[Entries drawn from a collection]
****************************************

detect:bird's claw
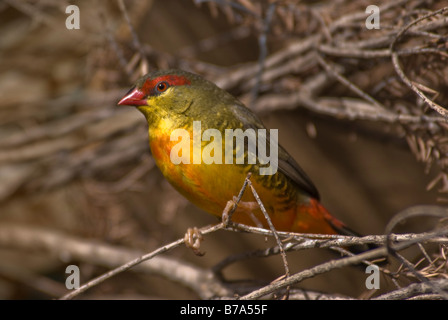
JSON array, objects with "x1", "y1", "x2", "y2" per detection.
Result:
[{"x1": 184, "y1": 227, "x2": 205, "y2": 256}]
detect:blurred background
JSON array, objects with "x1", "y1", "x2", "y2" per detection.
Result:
[{"x1": 0, "y1": 0, "x2": 448, "y2": 299}]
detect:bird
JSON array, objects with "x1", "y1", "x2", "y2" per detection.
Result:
[{"x1": 118, "y1": 69, "x2": 358, "y2": 236}]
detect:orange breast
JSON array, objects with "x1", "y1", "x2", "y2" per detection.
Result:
[{"x1": 150, "y1": 128, "x2": 334, "y2": 233}]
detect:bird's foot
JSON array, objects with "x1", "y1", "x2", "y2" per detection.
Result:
[
  {"x1": 184, "y1": 227, "x2": 205, "y2": 256},
  {"x1": 221, "y1": 196, "x2": 259, "y2": 227}
]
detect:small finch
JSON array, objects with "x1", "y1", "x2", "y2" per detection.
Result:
[{"x1": 118, "y1": 70, "x2": 356, "y2": 235}]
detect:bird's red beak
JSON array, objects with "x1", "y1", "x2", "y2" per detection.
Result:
[{"x1": 118, "y1": 88, "x2": 147, "y2": 106}]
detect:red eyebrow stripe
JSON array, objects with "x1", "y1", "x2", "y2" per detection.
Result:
[{"x1": 142, "y1": 75, "x2": 191, "y2": 93}]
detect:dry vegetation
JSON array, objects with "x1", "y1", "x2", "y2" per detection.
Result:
[{"x1": 0, "y1": 0, "x2": 448, "y2": 299}]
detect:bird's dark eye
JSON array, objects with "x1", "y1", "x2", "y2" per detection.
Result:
[{"x1": 156, "y1": 81, "x2": 168, "y2": 92}]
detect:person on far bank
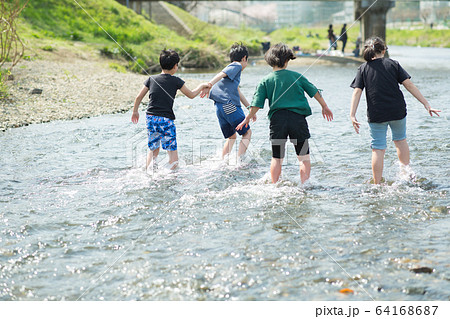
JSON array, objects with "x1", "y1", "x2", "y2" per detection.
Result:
[
  {"x1": 339, "y1": 23, "x2": 347, "y2": 53},
  {"x1": 328, "y1": 24, "x2": 337, "y2": 50},
  {"x1": 200, "y1": 43, "x2": 256, "y2": 158},
  {"x1": 350, "y1": 37, "x2": 440, "y2": 184},
  {"x1": 236, "y1": 43, "x2": 333, "y2": 184},
  {"x1": 131, "y1": 50, "x2": 209, "y2": 169}
]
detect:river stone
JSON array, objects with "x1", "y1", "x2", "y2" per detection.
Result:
[
  {"x1": 30, "y1": 89, "x2": 42, "y2": 94},
  {"x1": 409, "y1": 267, "x2": 434, "y2": 274}
]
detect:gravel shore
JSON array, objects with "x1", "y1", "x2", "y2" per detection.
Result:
[{"x1": 0, "y1": 56, "x2": 198, "y2": 131}]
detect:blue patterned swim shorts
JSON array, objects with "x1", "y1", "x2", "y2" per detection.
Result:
[{"x1": 147, "y1": 114, "x2": 177, "y2": 151}]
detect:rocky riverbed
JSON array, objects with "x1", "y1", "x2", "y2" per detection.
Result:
[{"x1": 0, "y1": 56, "x2": 198, "y2": 131}]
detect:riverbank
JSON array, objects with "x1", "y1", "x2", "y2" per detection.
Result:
[{"x1": 0, "y1": 51, "x2": 202, "y2": 131}]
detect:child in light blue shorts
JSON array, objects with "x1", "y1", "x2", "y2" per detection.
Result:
[{"x1": 350, "y1": 37, "x2": 440, "y2": 184}]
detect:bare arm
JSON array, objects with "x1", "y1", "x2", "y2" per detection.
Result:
[
  {"x1": 180, "y1": 83, "x2": 209, "y2": 99},
  {"x1": 236, "y1": 106, "x2": 259, "y2": 131},
  {"x1": 314, "y1": 91, "x2": 333, "y2": 121},
  {"x1": 350, "y1": 88, "x2": 362, "y2": 134},
  {"x1": 402, "y1": 79, "x2": 440, "y2": 116},
  {"x1": 131, "y1": 86, "x2": 148, "y2": 124}
]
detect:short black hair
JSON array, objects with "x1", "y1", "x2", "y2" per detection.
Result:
[
  {"x1": 230, "y1": 42, "x2": 248, "y2": 62},
  {"x1": 159, "y1": 50, "x2": 180, "y2": 70},
  {"x1": 264, "y1": 43, "x2": 295, "y2": 68},
  {"x1": 363, "y1": 37, "x2": 387, "y2": 62}
]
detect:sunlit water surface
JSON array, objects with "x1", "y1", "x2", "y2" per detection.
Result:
[{"x1": 0, "y1": 47, "x2": 450, "y2": 300}]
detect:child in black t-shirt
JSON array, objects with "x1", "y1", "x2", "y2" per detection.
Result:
[
  {"x1": 350, "y1": 37, "x2": 440, "y2": 184},
  {"x1": 131, "y1": 50, "x2": 210, "y2": 169}
]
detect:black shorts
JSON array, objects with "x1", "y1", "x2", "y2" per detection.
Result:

****************************************

* _Directive_
Filter the material above down to the lines that contain the word "black", and copy each of those lines in full.

* _Answer for the task_
detect:short black hair
detect:child in black t-shirt
detect:black shorts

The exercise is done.